- [TASK STATEMENT] Output each entry verbatim. Leave the images out.

*** THE INPUT ***

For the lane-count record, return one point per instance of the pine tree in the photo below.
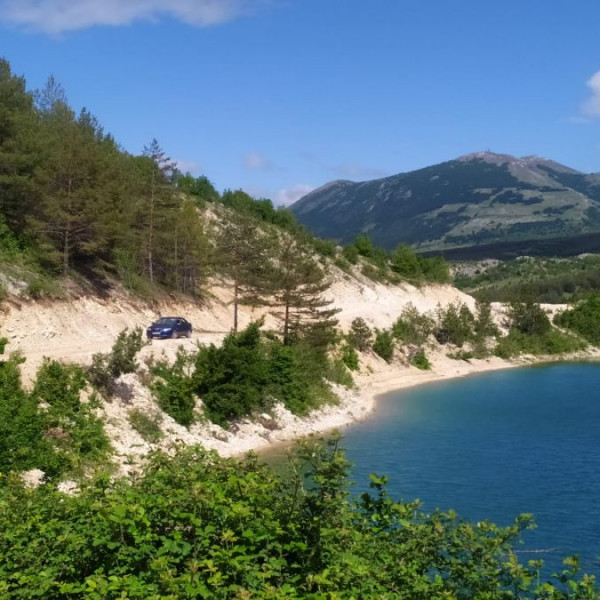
(243, 255)
(299, 284)
(69, 180)
(19, 149)
(158, 202)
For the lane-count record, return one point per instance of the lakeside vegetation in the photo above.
(76, 207)
(197, 526)
(546, 280)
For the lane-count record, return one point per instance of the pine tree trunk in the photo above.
(235, 305)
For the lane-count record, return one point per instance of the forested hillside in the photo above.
(84, 222)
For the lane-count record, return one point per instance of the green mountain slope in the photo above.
(478, 199)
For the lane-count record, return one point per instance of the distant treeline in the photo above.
(551, 281)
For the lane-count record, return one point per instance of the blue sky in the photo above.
(281, 96)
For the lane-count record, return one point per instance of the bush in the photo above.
(384, 344)
(105, 368)
(550, 342)
(584, 318)
(412, 327)
(350, 357)
(199, 526)
(420, 360)
(360, 335)
(175, 386)
(350, 253)
(50, 428)
(528, 318)
(232, 379)
(456, 325)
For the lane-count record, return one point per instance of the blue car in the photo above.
(169, 327)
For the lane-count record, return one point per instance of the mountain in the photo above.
(479, 204)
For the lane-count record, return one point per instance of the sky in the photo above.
(278, 97)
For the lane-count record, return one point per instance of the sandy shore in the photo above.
(375, 379)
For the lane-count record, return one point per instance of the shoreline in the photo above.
(374, 380)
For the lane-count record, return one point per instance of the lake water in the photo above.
(494, 446)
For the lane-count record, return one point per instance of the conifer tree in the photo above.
(299, 284)
(69, 181)
(156, 214)
(19, 151)
(243, 255)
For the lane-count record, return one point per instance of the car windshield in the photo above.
(166, 322)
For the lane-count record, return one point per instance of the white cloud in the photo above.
(288, 196)
(351, 170)
(187, 166)
(59, 16)
(254, 161)
(591, 106)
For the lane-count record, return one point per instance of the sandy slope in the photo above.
(74, 331)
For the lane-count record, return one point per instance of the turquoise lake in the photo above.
(494, 446)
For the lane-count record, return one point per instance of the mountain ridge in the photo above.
(481, 198)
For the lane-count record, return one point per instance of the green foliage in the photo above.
(22, 443)
(232, 379)
(174, 387)
(405, 262)
(408, 265)
(583, 318)
(199, 187)
(456, 325)
(435, 269)
(147, 425)
(360, 335)
(384, 344)
(324, 247)
(350, 253)
(105, 368)
(547, 280)
(420, 360)
(41, 286)
(350, 357)
(198, 526)
(412, 327)
(263, 210)
(528, 318)
(76, 433)
(49, 428)
(364, 246)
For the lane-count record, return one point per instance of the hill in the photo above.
(509, 205)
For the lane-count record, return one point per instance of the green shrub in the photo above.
(461, 354)
(350, 357)
(550, 342)
(456, 325)
(337, 372)
(199, 526)
(420, 360)
(364, 246)
(412, 327)
(175, 386)
(360, 335)
(584, 318)
(350, 253)
(232, 380)
(105, 368)
(529, 318)
(43, 287)
(384, 344)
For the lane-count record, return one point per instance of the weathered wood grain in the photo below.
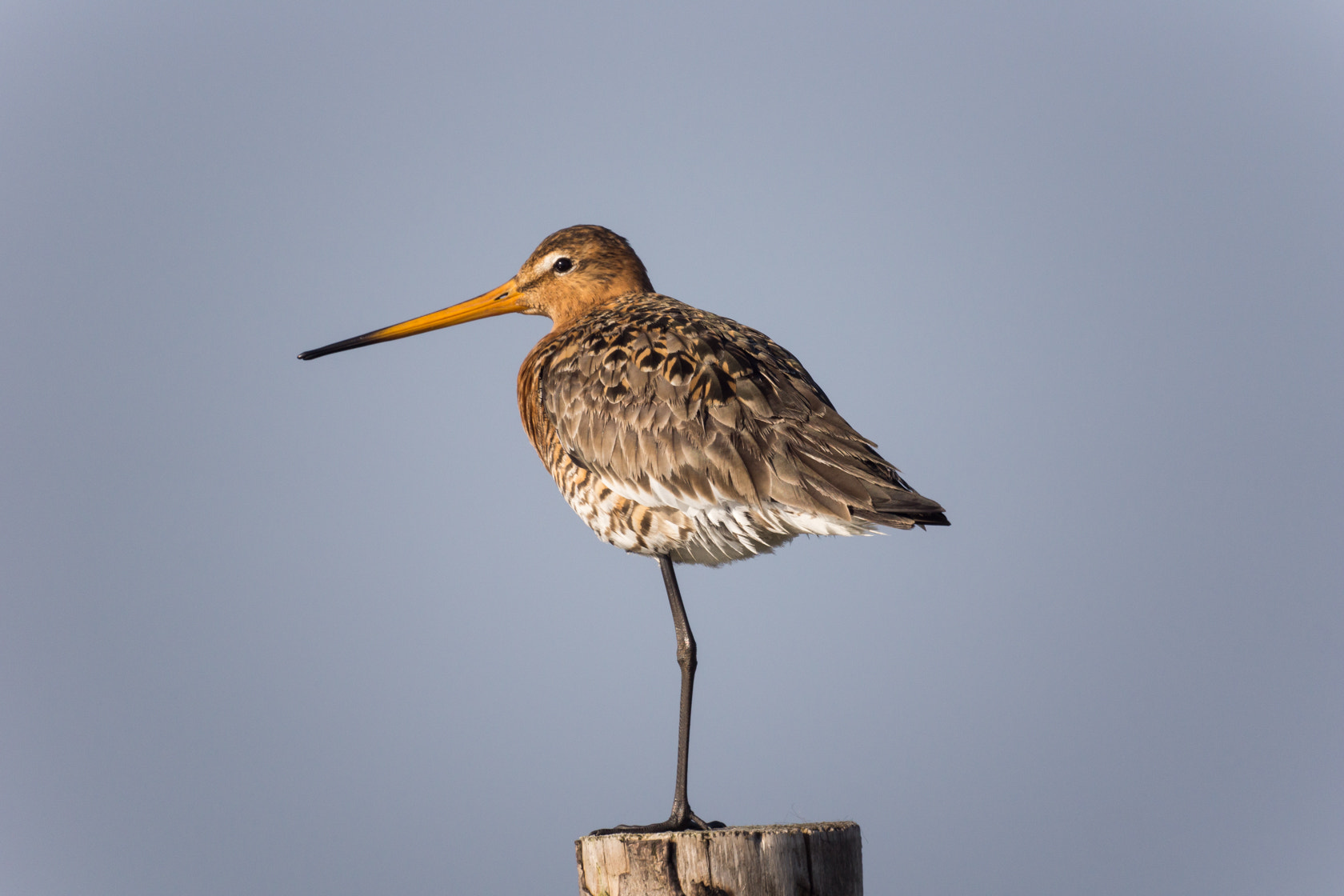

***

- [WRITTEN ANSWER]
For the lane-count record, return one point per instance of the pine tree in the photo below.
(243, 255)
(299, 284)
(69, 180)
(19, 149)
(158, 202)
For the lane-count record, return one point per instance of the lakeside vegetation in the photo above.
(76, 207)
(197, 526)
(546, 280)
For the lane-count record, return one point per instance of the pine tree trunk in the photo above.
(235, 305)
For the lane-count record, return one point per instance of the forested hillside in the photo above.
(84, 222)
For the lane-count record, return one point per instance of the green mountain slope in the photo above.
(478, 199)
For the lane-count record, return one point per instance of the distant treeline in the photo above.
(551, 281)
For the lane-count record, return one point per instance of the blue sky in the photo above.
(281, 96)
For the lane-count record, return one point per instance of the bush in the photo above.
(384, 344)
(105, 368)
(550, 342)
(584, 318)
(412, 327)
(350, 357)
(199, 526)
(420, 360)
(360, 335)
(175, 386)
(350, 253)
(50, 428)
(528, 318)
(232, 379)
(456, 325)
For the lane-count record, return one point per instance of the blue car in the photo above.
(169, 327)
For the lane-count record, return one point per instance of the mountain in the photo above.
(479, 204)
For the lane-count record, return one point per instance of the sky in the photo above.
(278, 97)
For the lane-count record, return one point per instance of the sandy shore in the photo above.
(375, 379)
For the lane-count record, return one point per instance of the shoreline in the photo above.
(374, 380)
For the lane-count record, return one point per instance of the lake water in the photo above.
(494, 446)
For the lane-count record, return one point per instance of the conifer tree in the photo above.
(299, 284)
(69, 181)
(156, 214)
(19, 151)
(243, 255)
For the lane-count record, return one point per instance of the car windshield in the photo above.
(166, 322)
For the lane-count record, return one point per instance of the white cloud in the photo above.
(288, 196)
(351, 170)
(187, 166)
(59, 16)
(254, 161)
(591, 106)
For the lane-count record, return one point per instance of the sandy slope in the photo above.
(74, 331)
For the lane-count record, return one point per instance of the turquoise lake in the photo above.
(494, 446)
For the lane-count record, return one point per instance of the mountain ridge in the photo above.
(481, 198)
For the lane-count record, return one point per instance of the green foliage in the photo above.
(22, 443)
(232, 379)
(174, 387)
(405, 262)
(408, 265)
(583, 318)
(199, 187)
(456, 325)
(435, 269)
(147, 425)
(360, 335)
(384, 344)
(324, 247)
(350, 253)
(105, 368)
(547, 280)
(420, 360)
(41, 286)
(350, 357)
(198, 526)
(412, 327)
(263, 210)
(528, 318)
(76, 433)
(49, 428)
(364, 246)
For the lane-count record, return one point per instance of the hill in the photo above.
(509, 205)
For the lane-count record, return one point per instance of the green shrub in the photo above.
(461, 354)
(350, 357)
(550, 342)
(456, 325)
(337, 372)
(199, 526)
(420, 360)
(364, 246)
(412, 327)
(175, 386)
(360, 335)
(584, 318)
(350, 253)
(232, 380)
(105, 368)
(529, 318)
(43, 287)
(384, 344)
For the lane-count record, return one point per instance of the weathered wood grain in the photo below.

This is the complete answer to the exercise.